> PROBLEM TO SOLVE
Please output, without any change, the lines of the material below from the very first through the one with "Question. Point out every instance of the brass leg".
* * * *
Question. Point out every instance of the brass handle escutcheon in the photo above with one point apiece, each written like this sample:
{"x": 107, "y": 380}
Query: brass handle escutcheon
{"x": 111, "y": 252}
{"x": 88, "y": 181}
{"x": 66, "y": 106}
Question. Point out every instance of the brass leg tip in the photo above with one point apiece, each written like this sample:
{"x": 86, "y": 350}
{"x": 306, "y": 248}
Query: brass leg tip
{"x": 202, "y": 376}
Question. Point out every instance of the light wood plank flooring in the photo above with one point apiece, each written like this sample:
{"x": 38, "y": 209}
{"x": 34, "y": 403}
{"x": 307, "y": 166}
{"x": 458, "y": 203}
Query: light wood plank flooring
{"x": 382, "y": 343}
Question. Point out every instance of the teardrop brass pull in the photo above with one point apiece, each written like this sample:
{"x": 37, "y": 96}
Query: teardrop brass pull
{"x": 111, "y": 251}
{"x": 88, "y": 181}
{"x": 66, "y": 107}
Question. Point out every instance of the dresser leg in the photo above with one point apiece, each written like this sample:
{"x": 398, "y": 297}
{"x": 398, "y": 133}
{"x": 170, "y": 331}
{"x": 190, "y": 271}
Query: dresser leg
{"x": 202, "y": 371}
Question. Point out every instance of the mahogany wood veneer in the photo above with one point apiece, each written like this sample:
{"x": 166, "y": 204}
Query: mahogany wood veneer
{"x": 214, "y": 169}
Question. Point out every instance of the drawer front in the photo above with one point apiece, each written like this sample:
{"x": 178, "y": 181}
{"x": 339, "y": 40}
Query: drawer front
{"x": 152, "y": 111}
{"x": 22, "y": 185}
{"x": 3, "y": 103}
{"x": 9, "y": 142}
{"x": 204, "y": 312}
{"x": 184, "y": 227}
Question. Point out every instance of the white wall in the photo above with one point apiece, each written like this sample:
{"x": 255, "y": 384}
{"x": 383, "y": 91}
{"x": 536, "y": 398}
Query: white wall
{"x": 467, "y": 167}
* * * *
> EXERCISE RESPONSE
Question. Point out every instance of the brass handle escutcheon in the photo above with one point apiece, each written like this sample:
{"x": 107, "y": 380}
Query: brass handle escutcheon
{"x": 111, "y": 252}
{"x": 88, "y": 181}
{"x": 66, "y": 106}
Question. Point out every instance of the brass leg tip in the photo above with one point apiece, each written like this sample:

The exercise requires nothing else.